* Dataset records
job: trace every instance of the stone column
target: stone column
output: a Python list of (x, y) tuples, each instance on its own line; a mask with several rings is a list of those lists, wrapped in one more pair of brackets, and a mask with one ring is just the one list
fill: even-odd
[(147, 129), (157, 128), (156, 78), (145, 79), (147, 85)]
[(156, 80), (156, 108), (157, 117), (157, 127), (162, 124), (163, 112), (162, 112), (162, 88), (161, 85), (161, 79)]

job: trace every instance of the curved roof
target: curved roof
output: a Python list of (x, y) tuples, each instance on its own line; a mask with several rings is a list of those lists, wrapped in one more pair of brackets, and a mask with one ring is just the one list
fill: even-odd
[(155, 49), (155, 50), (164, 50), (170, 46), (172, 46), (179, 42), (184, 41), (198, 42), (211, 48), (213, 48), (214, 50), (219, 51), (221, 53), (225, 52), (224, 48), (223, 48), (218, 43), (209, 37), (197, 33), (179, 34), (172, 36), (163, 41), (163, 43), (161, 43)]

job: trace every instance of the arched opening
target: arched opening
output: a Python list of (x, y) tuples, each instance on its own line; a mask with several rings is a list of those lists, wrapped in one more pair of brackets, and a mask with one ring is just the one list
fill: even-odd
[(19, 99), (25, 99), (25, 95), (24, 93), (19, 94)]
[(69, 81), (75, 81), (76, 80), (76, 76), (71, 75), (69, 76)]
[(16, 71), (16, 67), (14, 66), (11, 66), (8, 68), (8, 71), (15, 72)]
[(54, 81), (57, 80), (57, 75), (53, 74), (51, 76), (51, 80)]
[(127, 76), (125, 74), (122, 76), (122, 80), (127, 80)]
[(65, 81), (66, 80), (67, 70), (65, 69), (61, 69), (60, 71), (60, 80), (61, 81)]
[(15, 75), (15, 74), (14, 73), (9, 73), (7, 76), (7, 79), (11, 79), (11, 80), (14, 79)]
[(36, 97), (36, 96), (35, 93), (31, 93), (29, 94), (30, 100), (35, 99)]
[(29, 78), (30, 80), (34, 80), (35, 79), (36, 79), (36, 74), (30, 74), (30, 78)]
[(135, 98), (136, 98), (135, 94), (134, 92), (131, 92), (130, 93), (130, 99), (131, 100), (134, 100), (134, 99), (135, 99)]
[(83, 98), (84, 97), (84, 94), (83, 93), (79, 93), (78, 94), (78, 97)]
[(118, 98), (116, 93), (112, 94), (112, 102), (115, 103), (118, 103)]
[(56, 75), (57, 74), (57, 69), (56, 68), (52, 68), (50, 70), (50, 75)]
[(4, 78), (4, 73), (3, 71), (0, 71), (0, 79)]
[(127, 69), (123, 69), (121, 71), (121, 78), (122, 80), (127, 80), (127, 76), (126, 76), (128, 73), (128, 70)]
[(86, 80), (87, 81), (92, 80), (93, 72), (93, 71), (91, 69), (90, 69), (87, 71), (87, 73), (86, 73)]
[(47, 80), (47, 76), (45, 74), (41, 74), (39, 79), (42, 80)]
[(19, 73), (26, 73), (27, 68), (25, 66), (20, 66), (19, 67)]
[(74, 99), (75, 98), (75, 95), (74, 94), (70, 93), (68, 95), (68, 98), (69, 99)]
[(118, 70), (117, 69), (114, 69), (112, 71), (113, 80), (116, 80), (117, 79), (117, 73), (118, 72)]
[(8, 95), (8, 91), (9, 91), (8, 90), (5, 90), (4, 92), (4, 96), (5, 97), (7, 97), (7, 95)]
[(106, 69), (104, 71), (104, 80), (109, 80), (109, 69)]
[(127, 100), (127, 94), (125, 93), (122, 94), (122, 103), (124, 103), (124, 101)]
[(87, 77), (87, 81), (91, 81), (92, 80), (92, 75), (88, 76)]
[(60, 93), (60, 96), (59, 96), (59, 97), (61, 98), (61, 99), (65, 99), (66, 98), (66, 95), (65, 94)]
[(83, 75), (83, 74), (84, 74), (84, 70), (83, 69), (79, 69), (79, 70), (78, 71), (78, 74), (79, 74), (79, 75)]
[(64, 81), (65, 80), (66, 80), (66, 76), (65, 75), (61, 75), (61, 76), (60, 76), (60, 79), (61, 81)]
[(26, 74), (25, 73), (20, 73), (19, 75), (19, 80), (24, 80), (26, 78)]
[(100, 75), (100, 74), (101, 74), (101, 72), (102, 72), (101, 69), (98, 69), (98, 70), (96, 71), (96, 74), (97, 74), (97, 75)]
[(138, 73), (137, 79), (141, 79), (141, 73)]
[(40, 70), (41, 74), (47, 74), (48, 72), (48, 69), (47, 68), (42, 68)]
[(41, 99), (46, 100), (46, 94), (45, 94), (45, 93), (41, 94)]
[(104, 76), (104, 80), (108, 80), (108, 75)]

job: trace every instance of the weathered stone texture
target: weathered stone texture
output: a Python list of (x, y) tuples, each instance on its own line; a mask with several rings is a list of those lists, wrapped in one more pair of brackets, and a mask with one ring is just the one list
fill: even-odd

* Job
Put every line of the records above into a JSON list of strings, one string per line, and leave out the blank lines.

* Solution
[
  "job: trace every instance of the stone column",
  "target: stone column",
  "output: a Python list of (x, y) tuples, each instance on its own line; a mask with several rings is a list of those lists, wrapped in one more pair of brackets, and a mask with one ring is just the one list",
  "fill: even-odd",
  "[(147, 129), (157, 128), (156, 78), (145, 79), (147, 85)]",
  "[(156, 80), (156, 108), (157, 117), (157, 127), (162, 124), (163, 112), (162, 112), (162, 88), (161, 85), (161, 79)]",
  "job: trace every instance of the curved roof",
  "target: curved roof",
  "output: a Python list of (x, y) tuples, each instance on its own line; a mask with several rings is a list of those lists, wrapped in one more pair of brackets, and a mask with one ring is just the one list",
  "fill: even-odd",
  "[(155, 49), (155, 50), (164, 50), (170, 46), (172, 46), (179, 42), (184, 41), (198, 42), (211, 48), (213, 48), (214, 50), (219, 51), (221, 53), (225, 52), (224, 48), (223, 48), (218, 43), (209, 37), (197, 33), (179, 34), (172, 36), (163, 41), (163, 43), (161, 43)]",
  "job: trace every instance of the arched opening",
  "target: arched opening",
  "output: a Python list of (x, y) tuples, each instance on its own line; a mask with several rings is a list of those lists, wrapped in one more pair of brackets, and a mask with one ring is just the one list",
  "fill: even-odd",
  "[(19, 99), (25, 99), (25, 95), (24, 93), (19, 94)]",
  "[(69, 81), (75, 81), (76, 80), (76, 76), (71, 75), (69, 76)]",
  "[(16, 71), (16, 67), (14, 66), (11, 66), (8, 68), (8, 71), (15, 72)]",
  "[(54, 81), (57, 80), (57, 75), (53, 74), (51, 76), (51, 80)]",
  "[(127, 76), (125, 74), (122, 76), (122, 80), (127, 80)]",
  "[(65, 81), (66, 80), (67, 70), (65, 69), (61, 69), (60, 71), (60, 80), (61, 81)]",
  "[(15, 75), (15, 74), (14, 73), (9, 73), (7, 76), (7, 79), (11, 79), (11, 80), (14, 79)]",
  "[(36, 97), (36, 96), (35, 93), (31, 93), (29, 94), (30, 100), (35, 99)]",
  "[(29, 78), (30, 80), (34, 80), (35, 79), (36, 79), (36, 74), (30, 74), (30, 78)]",
  "[(135, 98), (136, 98), (135, 94), (134, 92), (131, 92), (130, 93), (130, 99), (131, 100), (134, 100), (134, 99), (135, 99)]",
  "[(83, 98), (84, 97), (84, 94), (83, 93), (79, 93), (78, 94), (78, 97)]",
  "[(118, 98), (116, 93), (112, 94), (112, 102), (115, 103), (118, 103)]",
  "[(56, 75), (57, 74), (57, 69), (56, 68), (52, 68), (50, 70), (50, 75)]",
  "[(4, 78), (4, 73), (3, 71), (0, 71), (0, 79)]",
  "[(127, 69), (123, 69), (121, 71), (121, 78), (122, 80), (127, 80), (127, 76), (126, 76), (128, 73), (128, 70)]",
  "[(86, 80), (87, 81), (92, 80), (93, 72), (93, 71), (91, 69), (90, 69), (87, 71), (87, 73), (86, 73)]",
  "[(47, 80), (47, 76), (45, 74), (41, 74), (39, 79), (42, 80)]",
  "[(19, 73), (26, 73), (27, 68), (25, 66), (20, 66), (19, 67)]",
  "[(74, 99), (75, 98), (75, 95), (74, 94), (70, 93), (68, 95), (68, 98), (69, 99)]",
  "[(118, 70), (117, 69), (114, 69), (112, 71), (113, 80), (116, 80), (117, 79), (117, 73), (118, 72)]",
  "[(8, 95), (8, 91), (9, 91), (8, 90), (5, 90), (4, 92), (4, 96), (5, 97), (7, 97), (7, 95)]",
  "[(106, 69), (104, 71), (104, 80), (109, 80), (109, 69)]",
  "[(127, 100), (127, 94), (125, 93), (122, 94), (122, 103), (124, 103), (124, 101)]",
  "[(87, 77), (87, 81), (91, 81), (92, 80), (92, 75), (88, 76)]",
  "[(60, 93), (60, 96), (59, 96), (59, 97), (61, 98), (61, 99), (65, 99), (66, 98), (66, 95), (65, 94)]",
  "[(83, 75), (83, 74), (84, 74), (84, 70), (83, 69), (79, 69), (79, 70), (78, 71), (78, 74), (79, 74), (79, 75)]",
  "[(64, 81), (65, 80), (66, 80), (66, 76), (65, 75), (61, 75), (61, 76), (60, 76), (60, 79), (61, 81)]",
  "[(26, 74), (25, 73), (20, 73), (19, 75), (19, 80), (24, 80), (26, 78)]",
  "[(100, 75), (100, 74), (101, 74), (101, 72), (102, 72), (101, 69), (98, 69), (98, 70), (96, 71), (96, 74), (97, 74), (97, 75)]",
  "[(138, 73), (137, 79), (141, 79), (141, 73)]",
  "[(40, 70), (41, 74), (47, 74), (48, 72), (48, 69), (47, 68), (42, 68)]",
  "[(41, 99), (46, 100), (46, 94), (45, 94), (45, 93), (41, 94)]",
  "[(104, 76), (104, 80), (108, 80), (108, 75)]",
  "job: trace every instance of the weathered stone texture",
  "target: weathered stone texture",
  "output: a Python list of (x, y) tuples, each instance on its own line; a mask with several rings is a list of those lists, wrapped in one more pair of brackets, and a mask with one ring is just the one list",
  "fill: even-odd"
]